Spatial localization data:
[Start of section]
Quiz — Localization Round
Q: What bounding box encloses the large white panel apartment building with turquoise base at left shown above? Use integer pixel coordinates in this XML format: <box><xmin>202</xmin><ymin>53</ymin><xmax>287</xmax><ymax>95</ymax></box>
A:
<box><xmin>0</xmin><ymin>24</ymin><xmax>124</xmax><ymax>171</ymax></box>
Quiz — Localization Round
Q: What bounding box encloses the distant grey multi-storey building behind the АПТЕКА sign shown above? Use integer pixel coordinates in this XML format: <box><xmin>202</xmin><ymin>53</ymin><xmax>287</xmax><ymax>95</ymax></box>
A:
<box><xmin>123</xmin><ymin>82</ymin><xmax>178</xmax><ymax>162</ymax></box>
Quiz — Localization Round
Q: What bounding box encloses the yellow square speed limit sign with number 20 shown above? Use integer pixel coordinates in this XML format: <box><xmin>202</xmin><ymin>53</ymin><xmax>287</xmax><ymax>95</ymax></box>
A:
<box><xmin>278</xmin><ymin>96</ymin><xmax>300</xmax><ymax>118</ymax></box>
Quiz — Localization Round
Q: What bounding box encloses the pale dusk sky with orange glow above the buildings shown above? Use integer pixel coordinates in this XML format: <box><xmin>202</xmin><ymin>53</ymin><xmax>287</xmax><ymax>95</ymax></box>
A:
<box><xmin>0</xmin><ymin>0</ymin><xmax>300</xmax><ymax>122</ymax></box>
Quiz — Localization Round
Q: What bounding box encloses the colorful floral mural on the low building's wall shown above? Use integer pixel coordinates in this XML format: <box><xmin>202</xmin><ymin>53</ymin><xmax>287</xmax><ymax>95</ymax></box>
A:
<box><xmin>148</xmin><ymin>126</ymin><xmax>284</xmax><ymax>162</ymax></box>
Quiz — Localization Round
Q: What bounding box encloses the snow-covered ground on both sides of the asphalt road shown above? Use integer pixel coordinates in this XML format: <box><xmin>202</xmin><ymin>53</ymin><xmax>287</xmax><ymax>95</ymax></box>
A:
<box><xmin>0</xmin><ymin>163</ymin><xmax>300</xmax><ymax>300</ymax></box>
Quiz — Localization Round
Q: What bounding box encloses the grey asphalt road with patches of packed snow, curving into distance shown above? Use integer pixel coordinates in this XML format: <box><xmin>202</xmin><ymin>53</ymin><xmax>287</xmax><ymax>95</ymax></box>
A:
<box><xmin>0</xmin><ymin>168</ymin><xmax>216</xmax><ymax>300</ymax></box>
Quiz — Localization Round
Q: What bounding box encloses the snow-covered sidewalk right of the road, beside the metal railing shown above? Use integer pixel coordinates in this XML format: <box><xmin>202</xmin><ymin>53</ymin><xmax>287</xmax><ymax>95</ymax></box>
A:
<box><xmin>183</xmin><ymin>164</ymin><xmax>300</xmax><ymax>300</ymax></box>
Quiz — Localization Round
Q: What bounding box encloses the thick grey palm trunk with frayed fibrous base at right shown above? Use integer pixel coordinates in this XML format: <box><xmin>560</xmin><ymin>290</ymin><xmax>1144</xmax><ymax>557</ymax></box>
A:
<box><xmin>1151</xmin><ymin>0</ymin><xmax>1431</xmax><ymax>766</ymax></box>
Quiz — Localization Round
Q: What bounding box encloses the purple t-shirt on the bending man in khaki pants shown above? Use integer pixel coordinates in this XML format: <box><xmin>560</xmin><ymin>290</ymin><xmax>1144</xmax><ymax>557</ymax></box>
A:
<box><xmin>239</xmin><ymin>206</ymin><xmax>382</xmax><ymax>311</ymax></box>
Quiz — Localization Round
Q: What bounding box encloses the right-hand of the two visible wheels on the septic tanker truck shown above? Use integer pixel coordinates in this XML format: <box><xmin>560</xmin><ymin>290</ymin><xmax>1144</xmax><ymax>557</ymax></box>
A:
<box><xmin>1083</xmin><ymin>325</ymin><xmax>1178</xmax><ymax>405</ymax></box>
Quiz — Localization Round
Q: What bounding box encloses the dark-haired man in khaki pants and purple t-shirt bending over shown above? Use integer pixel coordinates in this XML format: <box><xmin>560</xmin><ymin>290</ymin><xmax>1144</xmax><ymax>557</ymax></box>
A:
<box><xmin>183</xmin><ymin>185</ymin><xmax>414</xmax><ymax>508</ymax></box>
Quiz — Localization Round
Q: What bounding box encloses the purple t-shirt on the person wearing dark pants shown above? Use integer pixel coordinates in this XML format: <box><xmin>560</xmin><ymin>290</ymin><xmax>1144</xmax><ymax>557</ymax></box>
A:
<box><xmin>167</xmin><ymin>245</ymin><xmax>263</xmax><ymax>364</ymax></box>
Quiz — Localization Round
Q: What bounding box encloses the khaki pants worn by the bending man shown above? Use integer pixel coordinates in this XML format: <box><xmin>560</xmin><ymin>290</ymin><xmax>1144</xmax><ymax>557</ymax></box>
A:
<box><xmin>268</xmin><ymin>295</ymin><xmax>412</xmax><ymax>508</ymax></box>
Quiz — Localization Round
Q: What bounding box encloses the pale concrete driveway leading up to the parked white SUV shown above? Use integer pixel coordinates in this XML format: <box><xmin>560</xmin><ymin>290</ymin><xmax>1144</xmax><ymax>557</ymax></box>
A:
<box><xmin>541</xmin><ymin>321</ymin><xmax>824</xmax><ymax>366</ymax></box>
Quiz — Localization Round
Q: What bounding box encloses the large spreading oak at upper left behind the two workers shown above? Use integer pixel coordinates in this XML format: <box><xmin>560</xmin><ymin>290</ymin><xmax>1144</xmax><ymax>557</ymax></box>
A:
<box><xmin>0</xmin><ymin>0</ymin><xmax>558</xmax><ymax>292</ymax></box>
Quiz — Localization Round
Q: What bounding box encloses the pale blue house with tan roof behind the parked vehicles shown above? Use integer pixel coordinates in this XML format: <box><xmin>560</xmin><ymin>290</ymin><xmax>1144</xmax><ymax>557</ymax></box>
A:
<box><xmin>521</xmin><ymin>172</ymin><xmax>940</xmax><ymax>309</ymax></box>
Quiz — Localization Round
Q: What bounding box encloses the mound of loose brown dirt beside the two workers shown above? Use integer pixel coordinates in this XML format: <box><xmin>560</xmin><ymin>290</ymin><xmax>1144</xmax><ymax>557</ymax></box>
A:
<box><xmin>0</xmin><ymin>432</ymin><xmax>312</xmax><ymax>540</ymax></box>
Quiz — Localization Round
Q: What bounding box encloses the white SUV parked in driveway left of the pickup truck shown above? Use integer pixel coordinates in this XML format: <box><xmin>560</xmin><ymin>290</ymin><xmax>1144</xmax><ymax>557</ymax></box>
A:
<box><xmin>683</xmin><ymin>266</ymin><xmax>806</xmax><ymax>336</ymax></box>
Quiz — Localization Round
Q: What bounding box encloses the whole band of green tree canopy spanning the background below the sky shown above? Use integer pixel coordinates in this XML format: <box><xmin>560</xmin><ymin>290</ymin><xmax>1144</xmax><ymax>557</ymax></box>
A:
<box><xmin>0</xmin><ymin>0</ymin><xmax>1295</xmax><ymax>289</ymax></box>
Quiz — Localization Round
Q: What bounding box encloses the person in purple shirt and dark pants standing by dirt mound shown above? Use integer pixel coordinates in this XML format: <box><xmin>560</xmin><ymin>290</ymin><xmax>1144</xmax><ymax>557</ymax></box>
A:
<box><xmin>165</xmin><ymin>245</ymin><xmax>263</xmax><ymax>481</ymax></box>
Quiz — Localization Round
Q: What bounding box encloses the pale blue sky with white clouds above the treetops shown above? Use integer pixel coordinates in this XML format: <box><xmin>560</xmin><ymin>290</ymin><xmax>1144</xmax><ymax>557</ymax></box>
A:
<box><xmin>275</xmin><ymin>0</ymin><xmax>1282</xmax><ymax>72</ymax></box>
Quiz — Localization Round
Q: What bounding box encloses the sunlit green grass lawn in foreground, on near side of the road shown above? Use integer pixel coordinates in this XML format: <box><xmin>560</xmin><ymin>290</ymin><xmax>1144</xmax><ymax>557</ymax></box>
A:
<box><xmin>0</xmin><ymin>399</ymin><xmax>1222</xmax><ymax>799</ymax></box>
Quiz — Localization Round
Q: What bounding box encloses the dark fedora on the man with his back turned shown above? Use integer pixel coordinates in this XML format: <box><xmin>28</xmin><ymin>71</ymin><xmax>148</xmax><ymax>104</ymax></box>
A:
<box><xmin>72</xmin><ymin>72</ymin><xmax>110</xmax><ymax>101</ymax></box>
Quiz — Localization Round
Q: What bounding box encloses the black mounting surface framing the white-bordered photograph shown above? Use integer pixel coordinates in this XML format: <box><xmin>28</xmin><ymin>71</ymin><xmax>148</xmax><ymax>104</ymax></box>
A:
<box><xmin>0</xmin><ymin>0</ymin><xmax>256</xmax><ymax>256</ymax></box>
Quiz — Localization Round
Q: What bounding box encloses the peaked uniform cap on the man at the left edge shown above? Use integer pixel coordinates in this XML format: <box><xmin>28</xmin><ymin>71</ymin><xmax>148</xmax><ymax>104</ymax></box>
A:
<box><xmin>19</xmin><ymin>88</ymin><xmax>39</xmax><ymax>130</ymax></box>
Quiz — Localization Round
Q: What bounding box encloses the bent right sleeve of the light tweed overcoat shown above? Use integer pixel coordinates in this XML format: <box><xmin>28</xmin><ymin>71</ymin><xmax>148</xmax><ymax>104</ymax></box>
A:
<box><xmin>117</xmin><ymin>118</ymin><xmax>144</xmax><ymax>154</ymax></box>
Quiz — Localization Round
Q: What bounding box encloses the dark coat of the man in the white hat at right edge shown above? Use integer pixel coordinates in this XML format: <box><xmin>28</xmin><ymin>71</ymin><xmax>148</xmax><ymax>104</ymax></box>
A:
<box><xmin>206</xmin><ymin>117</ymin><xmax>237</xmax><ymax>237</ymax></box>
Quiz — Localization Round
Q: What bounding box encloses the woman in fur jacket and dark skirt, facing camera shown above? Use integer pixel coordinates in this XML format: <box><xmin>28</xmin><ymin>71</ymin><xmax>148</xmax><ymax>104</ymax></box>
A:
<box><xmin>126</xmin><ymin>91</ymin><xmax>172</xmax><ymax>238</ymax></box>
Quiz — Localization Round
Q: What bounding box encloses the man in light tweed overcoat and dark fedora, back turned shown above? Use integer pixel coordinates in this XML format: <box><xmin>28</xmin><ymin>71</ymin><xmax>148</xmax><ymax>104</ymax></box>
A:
[End of section]
• _What this task involves_
The expected answer is every line in the data above that carries the string "covered".

• _Solution to the exercise_
Q: What bounding box encloses the snow-covered ground on both sides of the asphalt road shown above? Use integer pixel coordinates in this XML format: <box><xmin>202</xmin><ymin>53</ymin><xmax>287</xmax><ymax>95</ymax></box>
Q: What bounding box encloses the snow-covered sidewalk right of the road, beside the metal railing shown above? Use integer pixel coordinates in this XML format: <box><xmin>202</xmin><ymin>53</ymin><xmax>287</xmax><ymax>95</ymax></box>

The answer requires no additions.